▶ Document
______

# Naive Bayes
Classifing student success data by means of the [MultinomialNB](http://scikit-learn.org/stable/modules/generated/sklearn.naive_bayes.MultinomialNB.html#sklearn.naive_bayes.MultinomialNB) from the sklearn module. The data set comes from UCI's machine learning repository and can be downloaded [here](https://archive.ics.uci.edu/ml/machine-learning-databases/00320/). A description of the data can be found [here](https://archive.ics.uci.edu/ml/datasets/student+performance).

## Import Data
Import the data into a pandas dataframe. Get dummy variables for each categorical predictor in the data set and return the design matirx. Create a normalized design matrix as well to compare model preformance. Convert response variable to three classes *0 (fail) , 1 (pass),* and *2 (incomplete)*. A student is put into the passing class if they got a score bigger or equal to 10, the failing class if they got a score below 10 but above 0, and the incomplete calss if the student received a 0.

In [1]:
import time
import random
import numpy as np
import pandas as pd
from scipy.stats import chi2_contingency
from sklearn.model_selection import train_test_split, cross_val_score
from sklearn.feature_selection import SelectPercentile, chi2
from sklearn.naive_bayes import MultinomialNB
from sklearn.utils.extmath import cartesian
from sklearn import metrics
from sklearn import preprocessing


df = pd.read_csv('student-por2.csv')

______

▶ Data extract
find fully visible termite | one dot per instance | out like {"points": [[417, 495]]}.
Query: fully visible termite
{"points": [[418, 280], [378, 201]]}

______

▶ What to work on
1. Answer from the Naive Bayes notebook:
(a) Which sklearn classifier does it use?
(b) Which repository does the data set come from?
(c) What score puts a student in the passing class?
2. Write the next part of the Naive Bayes notebook, picking up after its last line of code.
You won't need the listing.

▶ Task results
1.
(a) MultinomialNB
(b) UCI's machine learning repository
(c) A score of 10 or higher

2.
df = pd.get_dummies(df)#, drop_first=True)

def response_conv(arr):
    new = []
    for i in arr:
        if (i > 0 and i < 10):           # condition where student failed
            new.append(0)                 
                                          
        elif (i >= 10):                   # condition where student passed
            new.append(1)                 
    
        else:                             # condition where student received an incomplete
            new.append(2)
    return(new)                           # 1-dimensional response varibale returned

X = df.drop('G3',1)                       # this is the design matrix
y = list(df.G3)                           # this is the discrete response vector
y_new = response_conv(y)                  # this is the multinomial response vector
X_norm = preprocessing.normalize(X)       # this is the normalized design matrix

random.seed(42)
X1_train, X1_test, y1_train, y1_test = train_test_split(X, y_new, test_size=0.33, random_state=42)
X3_train, X3_test, y3_train, y3_test = train_test_split(X_norm, y_new, test_size=0.33, random_state=42)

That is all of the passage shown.